To do ▸ Write the line that includes "Reviewer note: confirm that each instance of the marble" and all subsequent lines, exactly as written, and nothing more.

Data extracted from a collection
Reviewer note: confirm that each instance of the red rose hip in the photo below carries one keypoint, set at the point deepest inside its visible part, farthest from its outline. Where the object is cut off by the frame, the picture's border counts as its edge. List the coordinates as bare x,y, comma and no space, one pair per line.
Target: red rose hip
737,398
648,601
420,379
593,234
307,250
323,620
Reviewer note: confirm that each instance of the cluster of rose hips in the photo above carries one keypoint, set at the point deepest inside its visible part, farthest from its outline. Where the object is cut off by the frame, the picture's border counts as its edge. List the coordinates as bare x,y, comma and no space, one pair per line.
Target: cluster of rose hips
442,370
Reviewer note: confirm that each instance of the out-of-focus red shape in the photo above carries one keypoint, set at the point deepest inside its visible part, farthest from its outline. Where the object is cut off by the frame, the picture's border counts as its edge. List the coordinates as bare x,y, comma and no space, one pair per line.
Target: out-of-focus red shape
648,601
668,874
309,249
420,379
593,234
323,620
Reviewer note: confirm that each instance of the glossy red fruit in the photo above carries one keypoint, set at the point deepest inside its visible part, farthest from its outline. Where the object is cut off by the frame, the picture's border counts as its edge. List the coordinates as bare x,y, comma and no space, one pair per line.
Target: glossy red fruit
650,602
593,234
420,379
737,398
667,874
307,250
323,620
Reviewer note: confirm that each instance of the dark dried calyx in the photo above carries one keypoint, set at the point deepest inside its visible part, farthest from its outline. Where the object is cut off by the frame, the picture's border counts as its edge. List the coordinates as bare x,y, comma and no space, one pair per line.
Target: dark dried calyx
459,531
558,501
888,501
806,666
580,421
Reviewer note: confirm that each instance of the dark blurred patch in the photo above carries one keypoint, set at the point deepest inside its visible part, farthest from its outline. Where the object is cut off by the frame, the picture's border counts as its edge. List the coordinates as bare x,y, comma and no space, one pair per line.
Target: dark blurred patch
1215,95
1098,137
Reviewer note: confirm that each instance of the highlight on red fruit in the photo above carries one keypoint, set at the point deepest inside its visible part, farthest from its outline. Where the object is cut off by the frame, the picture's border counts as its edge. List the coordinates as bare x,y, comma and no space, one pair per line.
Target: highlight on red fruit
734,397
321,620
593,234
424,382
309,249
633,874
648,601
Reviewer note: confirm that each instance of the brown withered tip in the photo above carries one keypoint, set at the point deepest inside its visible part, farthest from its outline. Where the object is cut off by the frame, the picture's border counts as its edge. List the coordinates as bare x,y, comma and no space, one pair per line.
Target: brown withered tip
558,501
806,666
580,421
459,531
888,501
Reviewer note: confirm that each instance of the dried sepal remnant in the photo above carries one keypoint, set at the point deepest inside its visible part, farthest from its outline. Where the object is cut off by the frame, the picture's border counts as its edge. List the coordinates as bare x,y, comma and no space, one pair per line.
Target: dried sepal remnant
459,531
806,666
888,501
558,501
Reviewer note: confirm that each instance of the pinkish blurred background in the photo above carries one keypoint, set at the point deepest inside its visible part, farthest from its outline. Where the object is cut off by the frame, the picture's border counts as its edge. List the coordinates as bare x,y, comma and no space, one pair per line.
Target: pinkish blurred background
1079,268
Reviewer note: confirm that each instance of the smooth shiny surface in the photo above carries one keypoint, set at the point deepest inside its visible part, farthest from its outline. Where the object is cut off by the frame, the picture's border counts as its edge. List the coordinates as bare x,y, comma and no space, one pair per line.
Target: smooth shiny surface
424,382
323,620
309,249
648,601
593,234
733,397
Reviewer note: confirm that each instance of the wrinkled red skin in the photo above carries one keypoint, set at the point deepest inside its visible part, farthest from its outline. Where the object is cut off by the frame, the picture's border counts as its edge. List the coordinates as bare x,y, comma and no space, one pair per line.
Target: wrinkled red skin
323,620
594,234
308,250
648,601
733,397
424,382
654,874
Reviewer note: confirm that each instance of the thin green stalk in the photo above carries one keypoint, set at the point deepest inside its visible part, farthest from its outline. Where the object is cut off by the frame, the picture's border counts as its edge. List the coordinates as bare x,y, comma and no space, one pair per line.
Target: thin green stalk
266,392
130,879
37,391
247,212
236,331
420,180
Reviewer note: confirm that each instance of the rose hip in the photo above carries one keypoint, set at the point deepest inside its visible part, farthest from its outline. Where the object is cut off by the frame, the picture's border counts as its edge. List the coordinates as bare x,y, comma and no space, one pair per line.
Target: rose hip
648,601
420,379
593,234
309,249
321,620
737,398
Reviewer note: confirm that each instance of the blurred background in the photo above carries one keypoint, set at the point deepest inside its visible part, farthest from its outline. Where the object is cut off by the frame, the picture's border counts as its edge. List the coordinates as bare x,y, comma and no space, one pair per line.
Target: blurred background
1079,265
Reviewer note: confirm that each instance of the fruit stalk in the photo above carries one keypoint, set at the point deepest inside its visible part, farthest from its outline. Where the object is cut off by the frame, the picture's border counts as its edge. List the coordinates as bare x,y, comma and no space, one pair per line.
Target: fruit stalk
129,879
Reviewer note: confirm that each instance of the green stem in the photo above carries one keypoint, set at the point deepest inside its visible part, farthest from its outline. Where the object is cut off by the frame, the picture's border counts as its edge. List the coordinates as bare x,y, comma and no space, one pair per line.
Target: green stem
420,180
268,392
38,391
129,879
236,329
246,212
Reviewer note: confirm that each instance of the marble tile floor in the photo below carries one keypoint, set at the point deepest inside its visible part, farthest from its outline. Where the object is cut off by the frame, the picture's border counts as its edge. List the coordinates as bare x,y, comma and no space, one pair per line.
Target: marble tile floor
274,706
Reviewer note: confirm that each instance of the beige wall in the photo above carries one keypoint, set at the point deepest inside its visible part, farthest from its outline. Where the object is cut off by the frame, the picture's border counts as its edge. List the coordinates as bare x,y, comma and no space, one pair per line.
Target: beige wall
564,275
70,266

Solution to this problem ▸
Reviewer note: confirm that each instance of the marble tile floor in the photo below carries one keypoint, set at the point deepest inside its visible part, farthest from its outline. Where the object is cut off by the frame, the picture's border counts as its edge. List the coordinates as bare x,y, comma and no space, one pair per line.
Target: marble tile floor
274,706
Reviewer note: confirm that each instance of the beige wall in the photo above carries one keypoint, set at the point deepest inside its visible part, farthest from its outline. Where the object is cut off by the frame, the picture's border counts as its edge. List the coordinates as bare x,y, comma and no space, one pair per line.
Target: beige wall
564,275
70,266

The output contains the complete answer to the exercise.